# Using the information
1. Answer these from the passage on Thorp Perrow Arboretum:
(a) In which century was Spring Wood planted?
(b) Who originally created the arboretum, and in what year?
(c) How many Champion Trees does the collection hold?
2. List the National Plant Collections named in the passage on Thorp Perrow Arboretum.
3. Reproduce part of the passage on Thorp Perrow Arboretum word for word. Begin at the words "Thorp Perrow is" and stop after "regular flying demonstrations.".

# Passage
Arboretum in North Yorkshire, England

Thorp Perrow Arboretum is an 85 acre woodland garden arboretum near Bedale in North Yorkshire, England.

==History==
Thorp is a common place-name of Old Norse origin meaning hamlet or small village. In the Domesday Book of 1086 Thorp was a possession of Count Alan of Brittany. Perrow derives from the lords of the manor of Pirnhow (also written Pirhou or Pirho) in Norfolk, who were the earliest known tenants here. In 1286-87 Helewise de Perrow was a tenant.

There is no surviving record of a village at Thorp Perrow. A park called Thorpe Park went with the manor of Thorp Perrow in the 16th and 17th centuries. Spring Wood was planted in the 16th century, and survives to this day. Thorp Perrow Hall was built in the early 18th century. Ornamental gardens and lakes were laid out around 1800, and a collection of exotic conifers called Milbank Pinetum was planted between 1840 and 1870 by Lady Augusta Milbank.

The Arboretum was originally created by Colonel Sir Leonard Ropner (1895–1977) in 1931. Leonard Ropner also founded several gardens in the park. Today the Thorp Perrow estate is considered to be one of the finest arboreta in the United Kingdom; The Times listed it as one of the top ten.

In July 2006 the gardens celebrated their 75th anniversary by planting the 1,750th tree.

==The arboretum today==

Thorp Perrow is now open to the public. It holds five National Plant Collections: Tilia (Lime), Fraxinus (Ash), Cotinus (Smoke Bush), Laburnum and Juglans (Walnut), and has 48 Champion Trees in its collection. It also contains a Birds of Prey Centre, with regular flying demonstrations.

# Dataset extract
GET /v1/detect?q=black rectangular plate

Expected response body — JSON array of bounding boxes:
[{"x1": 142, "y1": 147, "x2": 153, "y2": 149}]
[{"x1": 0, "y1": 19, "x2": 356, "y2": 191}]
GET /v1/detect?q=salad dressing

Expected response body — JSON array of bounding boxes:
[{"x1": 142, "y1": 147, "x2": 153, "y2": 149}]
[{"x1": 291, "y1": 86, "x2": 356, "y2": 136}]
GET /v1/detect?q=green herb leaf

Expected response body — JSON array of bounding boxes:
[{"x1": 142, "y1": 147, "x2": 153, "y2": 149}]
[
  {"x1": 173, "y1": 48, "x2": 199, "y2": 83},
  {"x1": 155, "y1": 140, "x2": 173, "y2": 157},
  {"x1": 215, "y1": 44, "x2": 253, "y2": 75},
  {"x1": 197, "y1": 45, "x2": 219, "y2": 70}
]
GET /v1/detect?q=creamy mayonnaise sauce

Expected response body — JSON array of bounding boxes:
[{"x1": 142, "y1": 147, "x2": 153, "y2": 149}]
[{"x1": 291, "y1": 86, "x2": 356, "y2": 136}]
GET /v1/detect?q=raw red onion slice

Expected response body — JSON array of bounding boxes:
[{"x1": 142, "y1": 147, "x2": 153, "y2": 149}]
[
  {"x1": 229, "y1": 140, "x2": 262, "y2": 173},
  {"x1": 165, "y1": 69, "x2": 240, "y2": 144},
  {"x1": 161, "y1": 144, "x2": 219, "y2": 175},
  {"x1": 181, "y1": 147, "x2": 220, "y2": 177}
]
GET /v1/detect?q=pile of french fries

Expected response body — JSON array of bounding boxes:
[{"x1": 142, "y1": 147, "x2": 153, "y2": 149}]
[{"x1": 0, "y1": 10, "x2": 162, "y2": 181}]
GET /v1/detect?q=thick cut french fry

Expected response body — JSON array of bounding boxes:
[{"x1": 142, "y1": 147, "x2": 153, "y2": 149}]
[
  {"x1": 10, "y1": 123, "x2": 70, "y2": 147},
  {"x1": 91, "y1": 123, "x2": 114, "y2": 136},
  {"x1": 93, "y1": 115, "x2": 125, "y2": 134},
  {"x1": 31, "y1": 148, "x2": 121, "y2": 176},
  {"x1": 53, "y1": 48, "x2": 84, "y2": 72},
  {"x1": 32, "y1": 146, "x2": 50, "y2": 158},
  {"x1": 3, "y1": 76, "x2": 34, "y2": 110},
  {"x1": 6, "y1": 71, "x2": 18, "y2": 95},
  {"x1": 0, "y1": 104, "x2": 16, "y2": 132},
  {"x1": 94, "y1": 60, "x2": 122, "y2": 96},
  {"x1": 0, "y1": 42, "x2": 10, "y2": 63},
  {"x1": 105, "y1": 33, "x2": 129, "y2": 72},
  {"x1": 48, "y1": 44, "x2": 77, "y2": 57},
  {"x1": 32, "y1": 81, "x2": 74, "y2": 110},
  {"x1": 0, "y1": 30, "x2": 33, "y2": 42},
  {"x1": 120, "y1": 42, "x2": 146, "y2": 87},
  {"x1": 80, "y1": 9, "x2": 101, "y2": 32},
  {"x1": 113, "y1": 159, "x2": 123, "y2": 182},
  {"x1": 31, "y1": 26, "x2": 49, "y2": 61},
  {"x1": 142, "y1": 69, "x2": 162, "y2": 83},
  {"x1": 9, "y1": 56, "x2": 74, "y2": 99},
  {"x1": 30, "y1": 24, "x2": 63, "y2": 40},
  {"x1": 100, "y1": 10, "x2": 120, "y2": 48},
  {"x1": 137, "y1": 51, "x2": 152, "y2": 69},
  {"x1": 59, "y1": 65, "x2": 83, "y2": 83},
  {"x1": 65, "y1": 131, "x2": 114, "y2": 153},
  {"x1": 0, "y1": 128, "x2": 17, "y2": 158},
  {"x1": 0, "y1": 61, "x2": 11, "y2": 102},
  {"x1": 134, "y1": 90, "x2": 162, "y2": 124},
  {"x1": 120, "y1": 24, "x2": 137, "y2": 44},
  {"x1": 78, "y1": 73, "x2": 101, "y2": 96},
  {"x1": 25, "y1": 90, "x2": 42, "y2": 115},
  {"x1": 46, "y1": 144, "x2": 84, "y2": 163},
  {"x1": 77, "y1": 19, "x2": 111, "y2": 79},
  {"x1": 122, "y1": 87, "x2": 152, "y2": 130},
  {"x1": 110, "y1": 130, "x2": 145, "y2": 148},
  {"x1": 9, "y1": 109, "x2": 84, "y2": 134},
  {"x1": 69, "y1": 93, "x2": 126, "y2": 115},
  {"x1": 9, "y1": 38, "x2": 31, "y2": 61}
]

# Answers by item
1.
(a) The 16th century.
(b) Colonel Sir Leonard Ropner, in 1931.
(c) 48.

2. Tilia (Lime), Fraxinus (Ash), Cotinus (Smoke Bush), Laburnum, Juglans (Walnut)

3.
Thorp Perrow is now open to the public. It holds five National Plant Collections: Tilia (Lime), Fraxinus (Ash), Cotinus (Smoke Bush), Laburnum and Juglans (Walnut), and has 48 Champion Trees in its collection. It also contains a Birds of Prey Centre, with regular flying demonstrations.